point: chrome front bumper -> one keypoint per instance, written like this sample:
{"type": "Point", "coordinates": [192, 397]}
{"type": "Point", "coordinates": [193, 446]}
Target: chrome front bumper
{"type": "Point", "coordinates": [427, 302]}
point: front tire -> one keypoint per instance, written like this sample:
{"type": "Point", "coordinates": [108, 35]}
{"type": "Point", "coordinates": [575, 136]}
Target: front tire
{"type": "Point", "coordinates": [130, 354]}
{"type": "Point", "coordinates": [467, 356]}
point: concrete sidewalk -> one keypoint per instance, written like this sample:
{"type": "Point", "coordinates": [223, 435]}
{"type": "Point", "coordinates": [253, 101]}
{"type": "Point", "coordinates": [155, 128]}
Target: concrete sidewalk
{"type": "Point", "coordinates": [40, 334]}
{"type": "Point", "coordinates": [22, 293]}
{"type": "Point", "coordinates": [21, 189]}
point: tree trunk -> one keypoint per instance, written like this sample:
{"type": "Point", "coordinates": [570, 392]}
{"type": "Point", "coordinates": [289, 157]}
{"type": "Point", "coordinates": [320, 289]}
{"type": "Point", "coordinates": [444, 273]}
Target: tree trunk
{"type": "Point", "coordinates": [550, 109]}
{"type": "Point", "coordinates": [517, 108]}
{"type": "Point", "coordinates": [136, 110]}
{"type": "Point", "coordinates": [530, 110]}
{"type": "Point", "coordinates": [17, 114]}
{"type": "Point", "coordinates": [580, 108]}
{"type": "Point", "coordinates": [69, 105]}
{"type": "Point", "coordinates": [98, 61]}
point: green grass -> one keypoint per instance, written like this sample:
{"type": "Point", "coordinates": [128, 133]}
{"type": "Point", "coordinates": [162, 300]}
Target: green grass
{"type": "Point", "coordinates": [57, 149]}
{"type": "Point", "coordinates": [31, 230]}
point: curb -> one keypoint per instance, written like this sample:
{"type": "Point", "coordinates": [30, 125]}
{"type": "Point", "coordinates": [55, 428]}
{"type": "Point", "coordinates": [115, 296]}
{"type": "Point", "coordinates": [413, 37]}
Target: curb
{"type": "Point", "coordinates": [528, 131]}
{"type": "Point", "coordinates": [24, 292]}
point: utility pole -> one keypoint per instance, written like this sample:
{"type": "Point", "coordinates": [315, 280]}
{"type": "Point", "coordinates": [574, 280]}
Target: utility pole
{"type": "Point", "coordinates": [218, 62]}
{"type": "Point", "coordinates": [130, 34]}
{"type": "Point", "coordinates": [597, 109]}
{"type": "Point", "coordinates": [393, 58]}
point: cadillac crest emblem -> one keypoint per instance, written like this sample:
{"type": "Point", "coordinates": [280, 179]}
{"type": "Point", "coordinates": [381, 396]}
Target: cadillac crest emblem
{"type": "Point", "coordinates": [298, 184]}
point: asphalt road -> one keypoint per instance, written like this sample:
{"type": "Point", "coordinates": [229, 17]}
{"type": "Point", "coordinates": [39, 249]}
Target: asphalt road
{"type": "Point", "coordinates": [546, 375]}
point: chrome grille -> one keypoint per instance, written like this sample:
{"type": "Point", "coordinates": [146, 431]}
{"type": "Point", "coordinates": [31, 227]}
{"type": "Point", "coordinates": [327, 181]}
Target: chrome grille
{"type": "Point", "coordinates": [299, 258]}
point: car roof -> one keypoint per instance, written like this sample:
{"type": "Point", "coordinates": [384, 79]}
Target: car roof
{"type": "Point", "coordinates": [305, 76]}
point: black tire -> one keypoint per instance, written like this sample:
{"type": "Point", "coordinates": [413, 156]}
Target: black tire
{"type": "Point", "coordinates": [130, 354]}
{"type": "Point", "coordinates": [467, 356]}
•••••
● What is asked:
Can you rewrite all of the data above with "keypoint" replaced by "marker" and everything else left unchanged?

● Result for this exercise:
point: chrome front bumper -> one marker per instance, written like this sample:
{"type": "Point", "coordinates": [192, 397]}
{"type": "Point", "coordinates": [193, 446]}
Target: chrome front bumper
{"type": "Point", "coordinates": [427, 302]}
point: front tire -> one marker per instance, written like this sample:
{"type": "Point", "coordinates": [108, 35]}
{"type": "Point", "coordinates": [575, 136]}
Target: front tire
{"type": "Point", "coordinates": [130, 354]}
{"type": "Point", "coordinates": [467, 356]}
point: concrete sidewalk -> one marker per instance, written like this sample:
{"type": "Point", "coordinates": [223, 435]}
{"type": "Point", "coordinates": [253, 101]}
{"type": "Point", "coordinates": [155, 128]}
Target: concrete sidewalk
{"type": "Point", "coordinates": [40, 334]}
{"type": "Point", "coordinates": [22, 293]}
{"type": "Point", "coordinates": [21, 189]}
point: tree trunk -> one marker per instance, written like this sample:
{"type": "Point", "coordinates": [570, 392]}
{"type": "Point", "coordinates": [289, 157]}
{"type": "Point", "coordinates": [320, 289]}
{"type": "Point", "coordinates": [444, 273]}
Target: tree trunk
{"type": "Point", "coordinates": [550, 109]}
{"type": "Point", "coordinates": [517, 108]}
{"type": "Point", "coordinates": [136, 110]}
{"type": "Point", "coordinates": [530, 110]}
{"type": "Point", "coordinates": [17, 114]}
{"type": "Point", "coordinates": [580, 108]}
{"type": "Point", "coordinates": [69, 105]}
{"type": "Point", "coordinates": [98, 61]}
point: green grass -> one marker per instance, written like this sample:
{"type": "Point", "coordinates": [128, 133]}
{"type": "Point", "coordinates": [162, 300]}
Target: green grass
{"type": "Point", "coordinates": [57, 149]}
{"type": "Point", "coordinates": [31, 230]}
point: curb -> one marker per instance, written like this sample:
{"type": "Point", "coordinates": [30, 125]}
{"type": "Point", "coordinates": [55, 428]}
{"type": "Point", "coordinates": [115, 296]}
{"type": "Point", "coordinates": [413, 37]}
Target: curb
{"type": "Point", "coordinates": [528, 131]}
{"type": "Point", "coordinates": [24, 292]}
point: utility pole -> one marker per instance, written like this sample:
{"type": "Point", "coordinates": [315, 280]}
{"type": "Point", "coordinates": [574, 280]}
Target: utility pole
{"type": "Point", "coordinates": [218, 62]}
{"type": "Point", "coordinates": [130, 34]}
{"type": "Point", "coordinates": [597, 109]}
{"type": "Point", "coordinates": [393, 58]}
point: cadillac crest emblem -> one marker per instance, written like this sample:
{"type": "Point", "coordinates": [280, 179]}
{"type": "Point", "coordinates": [381, 396]}
Target: cadillac crest emblem
{"type": "Point", "coordinates": [298, 184]}
point: asphalt road -> one marker per instance, written like this sample:
{"type": "Point", "coordinates": [229, 17]}
{"type": "Point", "coordinates": [39, 249]}
Target: asphalt road
{"type": "Point", "coordinates": [546, 375]}
point: chrome grille -> one marker per instance, written like this sample:
{"type": "Point", "coordinates": [146, 431]}
{"type": "Point", "coordinates": [31, 227]}
{"type": "Point", "coordinates": [327, 181]}
Target: chrome grille
{"type": "Point", "coordinates": [299, 258]}
point: car roof -> one marker per instance, written like this sample:
{"type": "Point", "coordinates": [384, 79]}
Target: car roof
{"type": "Point", "coordinates": [305, 76]}
point: black tire -> one marker per instance, written like this sample:
{"type": "Point", "coordinates": [413, 156]}
Target: black tire
{"type": "Point", "coordinates": [130, 354]}
{"type": "Point", "coordinates": [467, 356]}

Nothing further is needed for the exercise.